Saved entries
-*-*-
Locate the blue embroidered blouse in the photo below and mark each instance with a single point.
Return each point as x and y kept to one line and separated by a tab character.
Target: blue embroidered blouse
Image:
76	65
-*-*-
#### TASK STATEMENT
Quote every record above exactly.

#### COMPLETED EXERCISE
Locate the blue embroidered blouse in the photo below and mark each instance with a single point.
Return each point as x and y kept to one line and separated by a tab character.
Target: blue embroidered blouse
Image:
76	65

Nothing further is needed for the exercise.